Fragmento de lectura ▸
>>>>>
El amor es la esencia y el resumen máximo ele la ley, el supremo principio guiador de una vida convertida, semejante a la de Cristo. Sin amor no hay cristianismo, pues el apóstol dice: “El que no ama no ha conocido a Dios, porque Dios es amor” (1 Juan 4:8).

El amor transforma radicalmente el panorama de la vida (Gál. 5:19-28). Elimina la codicia y el egoísmo, creando la generosidad, la benevolencia, el interés en el progreso de la obra y en el bienestar del prójimo.

El amor anula los resentimientos, la envidia y los celos, y los reemplaza por la bondad, la longanimidad, la cordialidad. Disipa las pendencias y la lucha desleal; mata la ambición egoísta; neutraliza el odio; borra el rencor y la ira, e introduce la paz, la buena voluntad y el gozo. Ahuyenta el temor y la desconfianza.

Junto con el perdón del pecado logrado por la fe en Cristo, el amor es la terapia más admirable para los males del espíritu, la mejor solución para los problemas emocionales, y a la vez una poderosa medicina para sanar muchas enfermedades psicosomáticas.

La única forma de tener amor es apropiarse de su fuente bendita: Cristo Jesús. Por eso el apóstol Pablo aconseja: “Que habite Cristo por la fe en vuestros corazones, a fin de que, arraigados y cimentados en amor...” (Efe. 3:17). Cuando Cristo hace su entrada triunfal en el corazón y toma posesión de la vida —“ya no vivo yo, mas vive Cristo en mí” (Gál. 2:20) — el amor llega a ser la motivación suprema: “El amor de Cristo nos constriñe” (2 Cor. 5:14).

La fe, por su parte, junto con el amor, nos permite vivir constantemente en la plácida atmósfera del cielo. Establece entre nuestra alma y Dios un vínculo tan inquebrantable que nada ni nadie puede romper, salvo el pecado. Nos hace accesible el perdón de Dios y su poder para vivir la vida que vale. Pone a nuestra disposición el cumplimiento de todas las promesas de Dios. Es un principio activo que se manifiesta en la vida por medio de una obediencia voluntaria a los mandamientos del Señor.

La justificación por la fe

Las vestiduras blancas, que representan la justicia de Cristo aplicada a la vida del pecador, constituyen un manto de factura celestial, hecho directamente en el telar del cielo. Estas vestiduras sólo pueden conseguirse por la fe.

El problema del logro de la justicia por parte del hombre es tan antiguo como el pecado. Desde el día en que nuestros primeros padres violaron la ley de Dios y se hicieron pasibles de la muerte eterna, la humanidad ha estado buscando con ansias la manera de alcanzar de nuevo la justicia, o sea un estado espiritual que la reconciliara con Dios. El hombre ha sentido genéricamente, a través de toda su historia, el peso de la culpabilidad. Uno de los amigos de Job dio expresión a la más angustiosa pregunta del alma cuando dijo: “¿Cómo, pues, se justificará el hombre para con Dios?” (Job 25:4).

El pecado constituye la peor de las enfermedades humanas. Separa al hombre de Dios y lo sume en la tristeza y la desesperación. Una gran proporción de los miles y miles de enfermos neuróticos que desfilan por los consultorios médicos y psiquiátricos en busca de alivio están atormentados por el sentido de culpa.
<<<<<
Datos proporcionados ▸
>>>>>
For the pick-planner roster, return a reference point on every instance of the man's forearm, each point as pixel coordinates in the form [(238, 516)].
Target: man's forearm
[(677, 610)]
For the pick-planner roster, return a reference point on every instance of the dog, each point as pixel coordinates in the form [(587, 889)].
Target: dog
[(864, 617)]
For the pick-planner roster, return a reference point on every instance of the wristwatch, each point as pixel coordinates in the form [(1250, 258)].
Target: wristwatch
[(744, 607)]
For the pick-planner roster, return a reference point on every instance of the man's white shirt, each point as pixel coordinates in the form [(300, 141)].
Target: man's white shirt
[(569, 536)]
<<<<<
>>>>>
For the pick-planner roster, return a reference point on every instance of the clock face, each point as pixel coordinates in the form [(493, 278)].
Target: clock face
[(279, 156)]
<<<<<
>>>>>
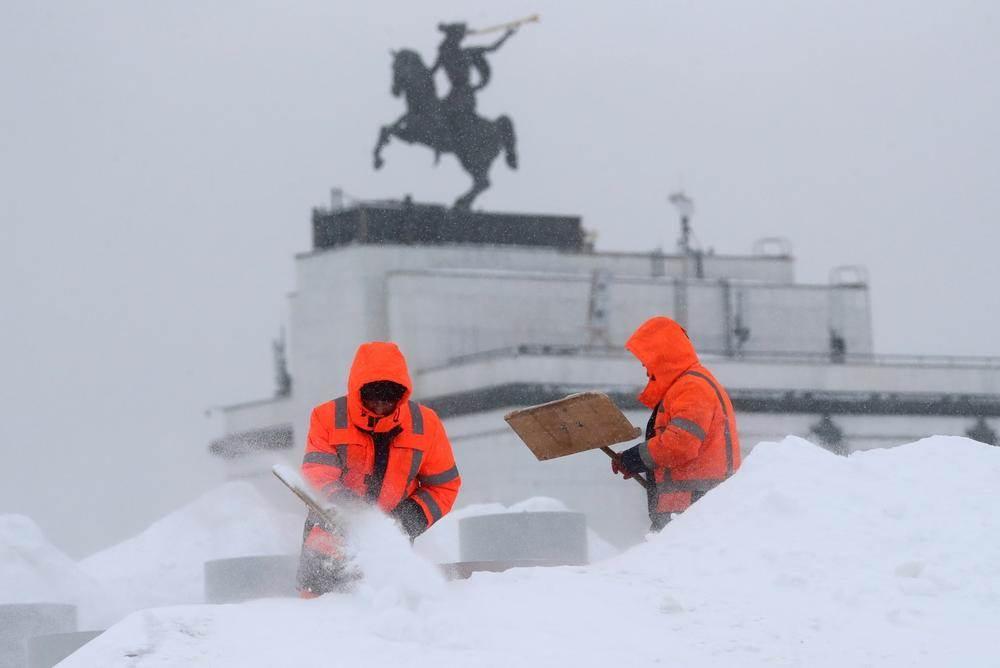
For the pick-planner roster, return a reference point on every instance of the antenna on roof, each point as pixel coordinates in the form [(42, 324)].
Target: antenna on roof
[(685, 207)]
<<<<<
Tareas por realizar ▸
1. Vuelve a escribir el pasaje del fragmento sobre el amor y la fe que va desde "La única forma" hasta "(2 Cor. 5:14).".
2. Responde las siguientes preguntas sobre el fragmento acerca del amor y la fe.
(a) ¿Cuál es, según el fragmento, la fuente de la que debe apropiarse quien quiera tener amor?
(b) ¿Qué es lo único que puede romper el vínculo que la fe establece entre el alma y Dios?
(c) ¿Qué representan las vestiduras blancas?

Respuestas del ejercicio ▸
1.
La única forma de tener amor es apropiarse de su fuente bendita: Cristo Jesús. Por eso el apóstol Pablo aconseja: “Que habite Cristo por la fe en vuestros corazones, a fin de que, arraigados y cimentados en amor...” (Efe. 3:17). Cuando Cristo hace su entrada triunfal en el corazón y toma posesión de la vida —“ya no vivo yo, mas vive Cristo en mí” (Gál. 2:20) — el amor llega a ser la motivación suprema: “El amor de Cristo nos constriñe” (2 Cor. 5:14).

2.
(a) Cristo Jesús.
(b) El pecado.
(c) La justicia de Cristo aplicada a la vida del pecador.